愛犬に長生きしてほしい、がんを早期発見したい――と願ってはいても、高額な上にリスクが伴う検査を受けさせるのはやはり躊躇してしまうのだ。
待望の「犬用のがん検診」登場
今年5月、こうした飼い主の切実な悩みを解決してくれる「犬用がん検診」が登場した。その名も「N-NOSE わんちゃん」。
開発・発売したのは、人間のがんを〝線虫くん〟が尿の匂いで見つける「線虫がん検査=N-NOSE(エヌノーズ)」のHIROTSUバイオサイエンス(東京都千代田区)だ。6月には、愛犬家として知られるタレントの池田美優(みちょぱ)さんと丸山桂里奈さんらが出席し、PRイベントを開催した。
「N-NOSE わんちゃん」は、同社が独自で開発した世界初の生物診断技術を使用し、自宅で犬の尿を採取して提出するだけで、犬に多いリンパ腫・乳腺がん・皮膚がんはじめ、肝臓がん、甲状腺がん、多発性骨髄腫、肉腫、骨腫瘍、尿路上皮がん、脳腫瘍といったさまざまながんリスクを高い精度で調べることができる。
検査キットには、簡単に採尿できる専用のシートと採尿カップ、スポイトがついてくる。検査価格は、お試し1回検査コースが1万9800円(税込)/1回、定期検査コースが1万6800円(税込)/1回。結果は尿の提出後、約4~6週間後に郵送とWEBサイトから登録するマイページで教えてくれる。
CT、MRIに比べれば安価ではあるので、早期発見のためのスクリーニングとして使いたい飼い主は多いだろう。何より、自宅に居ながら、ペットに一切のストレスを与えずにがんリスクを調べられるのはありがたい。
「N-NOSE わんちゃんは、尿を採取するだけで簡単に検査が出来るため、犬の身体的負担がありません。料金も手軽なため、この検査を定期的に受け、がんの早期発見に備えれば、万が一癌が見つかったとしても治療の選択肢を探り、命を落とす可能性を減らせるのではないでしょうか」
イベントの第一部に登壇した、同社の執行役員COOの鈴木彬氏は語った。
動物病院とも提携
ただ、「N-NOSE わんちゃん」の斬新さは、これだけではない。
「犬用がん検診」という新たなカテゴリーを普及・定着させるには、入口にあたるN-NOSE検査のサポートから出口にあたる精密検査と診断、その先の治療……まで。ペットのための切れ目のない医療ケアシステムが必要だ。
そのためにHIROTSUバイオサイエンスは、動物病院大手の「アニコムどうぶつ病院グループ(本社:東京都新宿区)」並びに「イオンペット(本社:千葉県市川市)」と提携し、スタート早々から全国規模の包括的な検診体制を構築して「犬用がん検診」を売り出した。

■ **問題の詳細**
犬用がん検診の記事によると、「N-NOSE わんちゃん」のお試し1回検査コースの価格はいくらですか。

■ **提示された行**

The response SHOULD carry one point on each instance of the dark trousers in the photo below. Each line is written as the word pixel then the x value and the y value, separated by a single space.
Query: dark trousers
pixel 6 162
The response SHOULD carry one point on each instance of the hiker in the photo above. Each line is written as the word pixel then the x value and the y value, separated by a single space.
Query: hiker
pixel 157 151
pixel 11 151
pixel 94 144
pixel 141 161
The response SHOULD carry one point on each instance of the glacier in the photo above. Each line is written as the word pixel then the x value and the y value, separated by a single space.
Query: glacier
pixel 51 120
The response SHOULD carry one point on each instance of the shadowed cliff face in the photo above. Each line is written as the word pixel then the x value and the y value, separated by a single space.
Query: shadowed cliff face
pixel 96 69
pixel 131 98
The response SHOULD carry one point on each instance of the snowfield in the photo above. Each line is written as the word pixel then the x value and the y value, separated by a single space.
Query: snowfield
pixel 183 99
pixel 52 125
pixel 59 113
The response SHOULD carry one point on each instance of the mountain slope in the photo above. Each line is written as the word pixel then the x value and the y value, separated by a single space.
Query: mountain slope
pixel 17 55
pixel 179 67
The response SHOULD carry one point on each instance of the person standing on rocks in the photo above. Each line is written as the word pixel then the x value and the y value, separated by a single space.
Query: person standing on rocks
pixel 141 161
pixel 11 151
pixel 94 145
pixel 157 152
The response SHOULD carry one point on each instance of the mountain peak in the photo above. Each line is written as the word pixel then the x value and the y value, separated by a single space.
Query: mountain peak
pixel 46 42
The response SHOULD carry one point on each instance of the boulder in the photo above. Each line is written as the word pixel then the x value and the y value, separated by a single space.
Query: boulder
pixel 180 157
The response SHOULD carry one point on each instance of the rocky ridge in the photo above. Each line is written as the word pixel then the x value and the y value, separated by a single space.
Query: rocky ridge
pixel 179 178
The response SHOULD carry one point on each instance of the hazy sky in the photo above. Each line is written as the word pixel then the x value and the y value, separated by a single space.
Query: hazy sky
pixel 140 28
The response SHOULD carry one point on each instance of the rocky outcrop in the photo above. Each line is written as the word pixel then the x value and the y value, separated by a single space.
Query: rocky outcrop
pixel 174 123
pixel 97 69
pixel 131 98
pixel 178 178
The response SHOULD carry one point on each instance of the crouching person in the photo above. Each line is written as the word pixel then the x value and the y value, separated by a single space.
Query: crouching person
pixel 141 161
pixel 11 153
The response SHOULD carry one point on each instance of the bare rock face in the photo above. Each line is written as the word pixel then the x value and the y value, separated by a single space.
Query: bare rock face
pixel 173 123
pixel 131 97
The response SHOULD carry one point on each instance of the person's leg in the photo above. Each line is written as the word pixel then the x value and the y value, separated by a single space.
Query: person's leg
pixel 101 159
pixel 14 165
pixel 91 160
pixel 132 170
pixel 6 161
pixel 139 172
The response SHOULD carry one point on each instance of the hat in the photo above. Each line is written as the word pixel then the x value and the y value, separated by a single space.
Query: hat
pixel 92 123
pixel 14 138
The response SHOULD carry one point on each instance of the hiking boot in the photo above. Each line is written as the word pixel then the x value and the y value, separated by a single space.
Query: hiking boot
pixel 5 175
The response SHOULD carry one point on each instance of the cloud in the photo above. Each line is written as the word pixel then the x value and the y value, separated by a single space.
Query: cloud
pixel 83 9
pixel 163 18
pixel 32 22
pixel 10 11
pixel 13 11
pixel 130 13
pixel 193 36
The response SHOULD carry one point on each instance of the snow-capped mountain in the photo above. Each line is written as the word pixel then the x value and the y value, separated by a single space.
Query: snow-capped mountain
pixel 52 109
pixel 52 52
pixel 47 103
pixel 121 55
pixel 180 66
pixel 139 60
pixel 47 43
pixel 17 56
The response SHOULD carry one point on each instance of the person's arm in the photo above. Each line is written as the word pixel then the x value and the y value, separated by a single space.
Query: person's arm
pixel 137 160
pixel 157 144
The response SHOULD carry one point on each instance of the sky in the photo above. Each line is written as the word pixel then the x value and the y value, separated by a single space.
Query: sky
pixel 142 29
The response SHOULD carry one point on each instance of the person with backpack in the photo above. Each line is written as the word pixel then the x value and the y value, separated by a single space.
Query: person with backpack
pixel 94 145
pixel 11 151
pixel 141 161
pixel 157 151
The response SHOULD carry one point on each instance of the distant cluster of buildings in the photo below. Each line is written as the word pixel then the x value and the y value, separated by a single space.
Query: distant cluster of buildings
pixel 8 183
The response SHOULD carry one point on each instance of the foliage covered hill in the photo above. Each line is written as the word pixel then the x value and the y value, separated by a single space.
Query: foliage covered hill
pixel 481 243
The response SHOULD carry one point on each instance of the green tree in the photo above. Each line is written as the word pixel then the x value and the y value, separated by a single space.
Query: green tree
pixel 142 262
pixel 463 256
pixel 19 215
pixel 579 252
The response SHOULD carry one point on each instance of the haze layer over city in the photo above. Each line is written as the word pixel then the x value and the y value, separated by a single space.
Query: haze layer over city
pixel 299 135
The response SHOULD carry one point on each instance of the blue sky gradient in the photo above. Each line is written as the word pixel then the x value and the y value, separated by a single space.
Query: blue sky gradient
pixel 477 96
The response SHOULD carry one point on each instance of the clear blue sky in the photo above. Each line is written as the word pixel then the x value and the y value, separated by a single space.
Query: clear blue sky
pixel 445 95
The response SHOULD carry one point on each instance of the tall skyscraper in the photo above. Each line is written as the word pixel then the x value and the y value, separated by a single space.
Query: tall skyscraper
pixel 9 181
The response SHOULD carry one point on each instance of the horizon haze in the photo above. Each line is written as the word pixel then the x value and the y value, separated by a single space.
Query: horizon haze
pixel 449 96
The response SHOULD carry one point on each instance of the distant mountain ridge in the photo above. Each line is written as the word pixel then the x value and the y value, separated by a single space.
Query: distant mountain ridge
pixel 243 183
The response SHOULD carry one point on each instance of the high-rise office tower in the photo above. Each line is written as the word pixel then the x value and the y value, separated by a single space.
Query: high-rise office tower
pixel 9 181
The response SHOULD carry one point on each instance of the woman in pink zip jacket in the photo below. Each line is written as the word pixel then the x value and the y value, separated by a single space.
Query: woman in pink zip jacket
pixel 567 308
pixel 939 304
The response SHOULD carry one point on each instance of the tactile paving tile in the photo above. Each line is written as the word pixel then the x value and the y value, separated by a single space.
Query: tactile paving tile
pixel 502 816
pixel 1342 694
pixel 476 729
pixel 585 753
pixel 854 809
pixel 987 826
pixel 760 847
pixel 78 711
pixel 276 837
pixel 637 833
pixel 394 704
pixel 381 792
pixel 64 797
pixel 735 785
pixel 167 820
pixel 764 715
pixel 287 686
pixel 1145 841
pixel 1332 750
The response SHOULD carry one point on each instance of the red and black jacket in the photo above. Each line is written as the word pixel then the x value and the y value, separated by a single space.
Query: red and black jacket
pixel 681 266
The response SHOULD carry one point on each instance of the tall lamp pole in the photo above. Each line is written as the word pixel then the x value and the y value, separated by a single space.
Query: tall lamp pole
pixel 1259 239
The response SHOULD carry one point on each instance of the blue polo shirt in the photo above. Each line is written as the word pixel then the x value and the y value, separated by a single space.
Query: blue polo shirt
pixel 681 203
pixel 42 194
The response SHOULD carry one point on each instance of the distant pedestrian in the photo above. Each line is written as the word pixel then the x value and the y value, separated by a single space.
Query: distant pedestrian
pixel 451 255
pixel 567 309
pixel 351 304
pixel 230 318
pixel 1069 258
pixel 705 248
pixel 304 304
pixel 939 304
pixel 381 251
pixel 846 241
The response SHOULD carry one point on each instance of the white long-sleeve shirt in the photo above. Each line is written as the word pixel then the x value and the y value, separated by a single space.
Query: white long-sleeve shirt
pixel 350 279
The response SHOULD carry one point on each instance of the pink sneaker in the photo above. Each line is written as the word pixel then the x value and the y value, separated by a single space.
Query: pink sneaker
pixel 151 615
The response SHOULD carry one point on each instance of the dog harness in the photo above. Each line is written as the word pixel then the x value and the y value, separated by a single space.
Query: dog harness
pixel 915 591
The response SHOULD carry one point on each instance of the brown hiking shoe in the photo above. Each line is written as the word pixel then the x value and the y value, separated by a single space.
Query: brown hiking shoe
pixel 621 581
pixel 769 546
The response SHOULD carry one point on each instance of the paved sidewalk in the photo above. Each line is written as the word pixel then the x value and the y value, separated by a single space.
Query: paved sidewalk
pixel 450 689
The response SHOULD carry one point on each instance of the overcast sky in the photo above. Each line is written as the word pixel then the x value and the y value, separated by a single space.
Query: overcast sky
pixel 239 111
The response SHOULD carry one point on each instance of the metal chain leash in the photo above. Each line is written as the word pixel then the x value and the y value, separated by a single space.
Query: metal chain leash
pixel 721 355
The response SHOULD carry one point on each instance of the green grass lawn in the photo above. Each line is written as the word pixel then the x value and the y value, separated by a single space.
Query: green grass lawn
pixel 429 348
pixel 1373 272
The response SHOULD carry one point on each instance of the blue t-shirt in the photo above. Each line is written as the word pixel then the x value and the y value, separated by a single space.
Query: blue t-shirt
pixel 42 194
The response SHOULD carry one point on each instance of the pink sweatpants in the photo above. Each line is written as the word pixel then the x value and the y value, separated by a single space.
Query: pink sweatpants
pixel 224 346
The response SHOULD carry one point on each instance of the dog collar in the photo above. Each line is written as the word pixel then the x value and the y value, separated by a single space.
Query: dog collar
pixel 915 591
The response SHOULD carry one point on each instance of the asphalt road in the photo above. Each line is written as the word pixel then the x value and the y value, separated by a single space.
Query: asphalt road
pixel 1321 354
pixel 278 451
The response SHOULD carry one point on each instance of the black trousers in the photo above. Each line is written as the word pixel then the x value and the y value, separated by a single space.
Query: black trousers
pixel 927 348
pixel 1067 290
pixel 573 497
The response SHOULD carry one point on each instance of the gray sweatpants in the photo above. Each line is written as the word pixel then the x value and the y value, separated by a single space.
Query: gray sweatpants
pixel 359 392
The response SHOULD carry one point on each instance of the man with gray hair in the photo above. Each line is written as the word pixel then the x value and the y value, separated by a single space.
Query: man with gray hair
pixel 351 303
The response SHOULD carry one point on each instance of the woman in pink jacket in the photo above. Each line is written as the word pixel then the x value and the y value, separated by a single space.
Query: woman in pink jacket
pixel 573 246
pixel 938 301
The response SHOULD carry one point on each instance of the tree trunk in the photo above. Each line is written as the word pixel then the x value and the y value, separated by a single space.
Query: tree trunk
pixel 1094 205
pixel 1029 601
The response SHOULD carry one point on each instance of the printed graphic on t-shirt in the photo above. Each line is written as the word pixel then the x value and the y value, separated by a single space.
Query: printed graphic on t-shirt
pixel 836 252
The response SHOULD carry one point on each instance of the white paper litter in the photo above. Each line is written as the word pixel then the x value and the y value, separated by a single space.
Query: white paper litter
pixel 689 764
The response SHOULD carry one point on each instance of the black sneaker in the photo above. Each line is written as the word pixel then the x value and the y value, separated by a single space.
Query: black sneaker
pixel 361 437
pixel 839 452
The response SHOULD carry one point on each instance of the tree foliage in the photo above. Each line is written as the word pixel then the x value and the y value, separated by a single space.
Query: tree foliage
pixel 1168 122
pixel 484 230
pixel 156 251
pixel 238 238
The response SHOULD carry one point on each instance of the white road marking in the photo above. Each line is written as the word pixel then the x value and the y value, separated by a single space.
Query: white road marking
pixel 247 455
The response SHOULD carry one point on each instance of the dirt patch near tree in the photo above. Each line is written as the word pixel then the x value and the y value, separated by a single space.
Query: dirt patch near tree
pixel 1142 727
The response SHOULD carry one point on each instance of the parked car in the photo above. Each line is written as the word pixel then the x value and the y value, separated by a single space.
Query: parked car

■ **解答欄**
1回につき1万9800円(税込)です。